(Lines of data)
------------------------------------------------

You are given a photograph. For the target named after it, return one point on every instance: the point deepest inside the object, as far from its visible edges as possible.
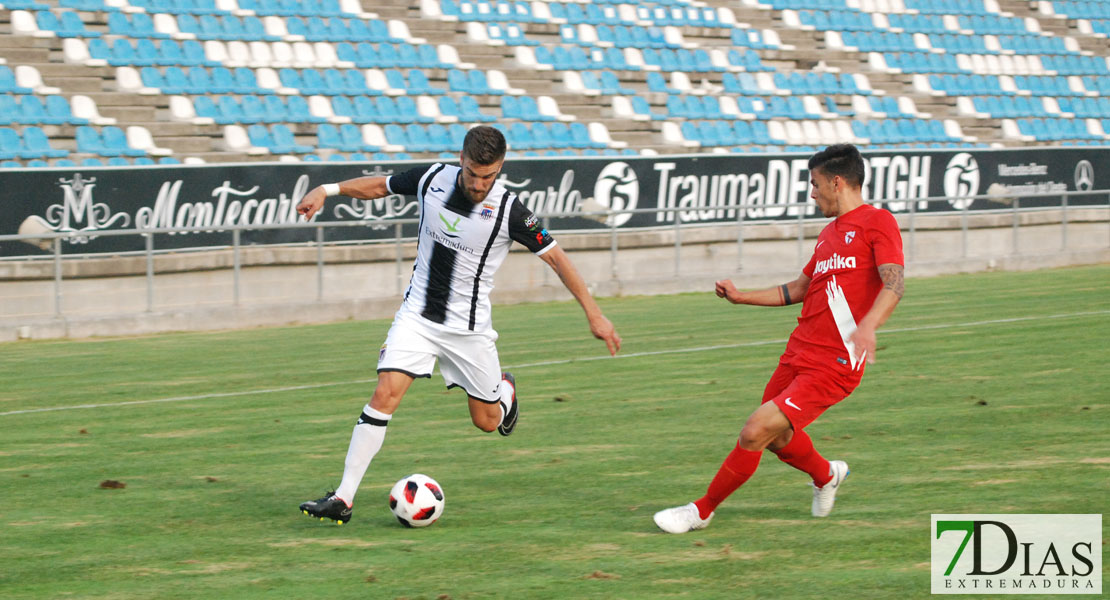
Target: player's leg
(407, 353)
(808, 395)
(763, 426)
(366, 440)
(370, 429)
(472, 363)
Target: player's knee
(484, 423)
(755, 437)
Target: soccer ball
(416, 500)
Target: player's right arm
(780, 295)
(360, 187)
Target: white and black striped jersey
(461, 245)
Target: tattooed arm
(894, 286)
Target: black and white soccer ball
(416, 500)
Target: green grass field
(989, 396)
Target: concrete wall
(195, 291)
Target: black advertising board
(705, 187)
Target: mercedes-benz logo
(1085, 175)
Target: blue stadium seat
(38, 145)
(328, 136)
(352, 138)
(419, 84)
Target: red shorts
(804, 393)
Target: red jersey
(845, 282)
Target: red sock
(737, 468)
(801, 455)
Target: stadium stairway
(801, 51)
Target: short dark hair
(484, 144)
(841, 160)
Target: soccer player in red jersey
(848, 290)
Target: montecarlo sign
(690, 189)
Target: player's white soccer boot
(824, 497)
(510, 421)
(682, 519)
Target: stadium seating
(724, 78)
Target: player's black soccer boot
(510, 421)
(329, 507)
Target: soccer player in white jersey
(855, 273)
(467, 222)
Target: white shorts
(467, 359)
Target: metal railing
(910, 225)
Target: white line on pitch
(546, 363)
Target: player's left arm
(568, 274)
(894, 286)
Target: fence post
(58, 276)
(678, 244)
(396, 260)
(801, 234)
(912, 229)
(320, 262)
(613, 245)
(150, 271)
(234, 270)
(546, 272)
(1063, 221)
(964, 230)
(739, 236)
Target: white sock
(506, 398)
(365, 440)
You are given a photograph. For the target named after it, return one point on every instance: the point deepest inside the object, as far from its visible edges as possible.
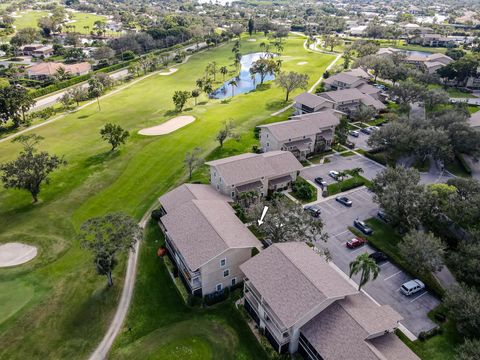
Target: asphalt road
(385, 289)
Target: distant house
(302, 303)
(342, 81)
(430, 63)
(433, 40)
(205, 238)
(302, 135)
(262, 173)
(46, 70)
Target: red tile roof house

------------------------------------------------

# Exercise directions
Output the records as a numbered list, one line per item, leaving out blank lines. Omit the pictures.

# Response
1. You are given a photograph. For the target named after it, return one point on every instance: the point deepest inside the object, as far from its visible edges as possible.
2. Target: player's leg
3. (407, 353)
4. (808, 395)
5. (763, 426)
6. (366, 440)
7. (370, 429)
8. (472, 363)
9. Target: player's knee
10. (484, 423)
11. (755, 437)
12. Target: soccer ball
13. (416, 500)
14. Target: player's right arm
15. (780, 295)
16. (360, 187)
17. Target: white and black striped jersey
18. (461, 245)
19. Target: tattooed arm
20. (894, 286)
21. Target: black and white soccer ball
22. (416, 500)
23. Target: green grass field
24. (989, 396)
25. Target: concrete wall
26. (195, 291)
27. Target: black advertising board
28. (705, 187)
29. Target: mercedes-benz logo
30. (1085, 175)
31. Target: blue stadium seat
32. (38, 145)
33. (328, 136)
34. (352, 138)
35. (419, 84)
36. Target: red shorts
37. (804, 393)
38. Target: red jersey
39. (845, 282)
40. Target: red sock
41. (737, 468)
42. (801, 455)
43. Target: stadium stairway
44. (801, 51)
45. Target: short dark hair
46. (484, 144)
47. (841, 160)
48. Target: soccer player in red jersey
49. (848, 290)
50. Target: montecarlo sign
51. (690, 189)
52. Target: player's white soccer boot
53. (824, 497)
54. (510, 421)
55. (682, 519)
56. Target: stadium seating
57. (724, 78)
58. Target: player's black soccer boot
59. (510, 421)
60. (329, 507)
61. Target: soccer player in white jersey
62. (855, 273)
63. (467, 222)
64. Target: white shorts
65. (467, 359)
66. Target: metal railing
67. (910, 225)
68. Target: white line on pitch
69. (546, 363)
70. Target: player's left arm
71. (568, 274)
72. (894, 286)
73. Target: fence post
74. (58, 276)
75. (678, 244)
76. (396, 260)
77. (801, 234)
78. (912, 229)
79. (320, 262)
80. (613, 245)
81. (150, 271)
82. (234, 270)
83. (546, 272)
84. (1063, 221)
85. (964, 230)
86. (739, 236)
87. Target: white sock
88. (506, 398)
89. (365, 440)
90. You are given a photograph. For the target named after it, return one point on every instance: the point deepest inside the object, as far from its visible edges as possible.
91. Target: asphalt road
92. (385, 289)
93. Target: distant house
94. (302, 303)
95. (342, 81)
96. (430, 63)
97. (433, 40)
98. (205, 238)
99. (302, 135)
100. (262, 173)
101. (46, 70)
102. Target: red tile roof house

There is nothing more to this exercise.